● Required task 1:
Answer these questions about the forum post on sizeof and pointers:
(a) What value did zentara expect sizeof(ptr) to return?
(b) According to the reply, what type is ptr?
(c) Per the second quoted passage of the documentation, what does sizeof give when applied to an operand of array type?
● Required task 2:
Continue the forum post about sizeof and pointers from the point where it stops.

— Start of Provided text —

C Language, sizeof an array referenced by pointer

Eric Jacobon
#1 / 16

sizeof an array referenced by pointer

zentara> I'm trying to figure out c pointers, but
zentara> this has me stumped.
zentara> What I can't figure out is why the last block
zentara> of code only returns 4 for the sizeof(ptr);
zentara> I thought it would return 25. ??

According to sizeof documentation:

/-----------------
| If the type of the operand is a variable length array type, the
| operand is evaluated; otherwise, the operand is not evaluated and the
| result is an integer constant.
\-----------------

Here, ptr is a pointer to a char, so sizeof ptr give the size of a
pointer to a char (4 bytes, on your system).

The same doc says also:

/-----------------
| When applied to an operand that has array type, the result is the
| total number of bytes in the array.

— End of Provided text —
— Start of Information shown —

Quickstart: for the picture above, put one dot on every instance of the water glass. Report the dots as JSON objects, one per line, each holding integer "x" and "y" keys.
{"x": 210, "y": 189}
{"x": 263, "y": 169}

— End of Information shown —

● Response 1:
(a) 25
(b) A pointer to a char
(c) The total number of bytes in the array

● Response 2:
\-----------------

So, if you have used:

char array[25];

sizeof array would have returned 25.

But pointers are not arrays...

--
ric Jacoboni, n il y a 1329787866 secondes

Mon, 27 Dec 2004 07:37:25 GMT

Jens.Toerr..
#2 / 16

sizeof an array referenced by pointer

Quote:

> I'm trying to figure out c pointers, but
> this has me stumped.
> What I can't figure out is why the last block
> of code only returns 4 for the sizeof(ptr);
> I thought it would return 25. ??
> ######################################################
> /* Demonstrates the use of malloc() to allocate storage */
> /* space for string data. */
> #include <stdio.h>
> #include <stdlib.h>
> char count, *ptr, *p;
> int i,j;

Why define them as global variables?

Quote:

> main()

int main( void )

Quote:

> {
> /* Allocate a block of 25 bytes. Test for success. */
> /* The exit() library function terminates the program. */
> ptr = malloc(25 * sizeof(char));
> if (ptr == NULL)
> {
> puts("Memory allocation error.");

You probably will need an additional '\n' at the end of the string...

Quote:

> exit(1);

exit( EXIT_FAILURE );

is probably better. And, please, start using indentation!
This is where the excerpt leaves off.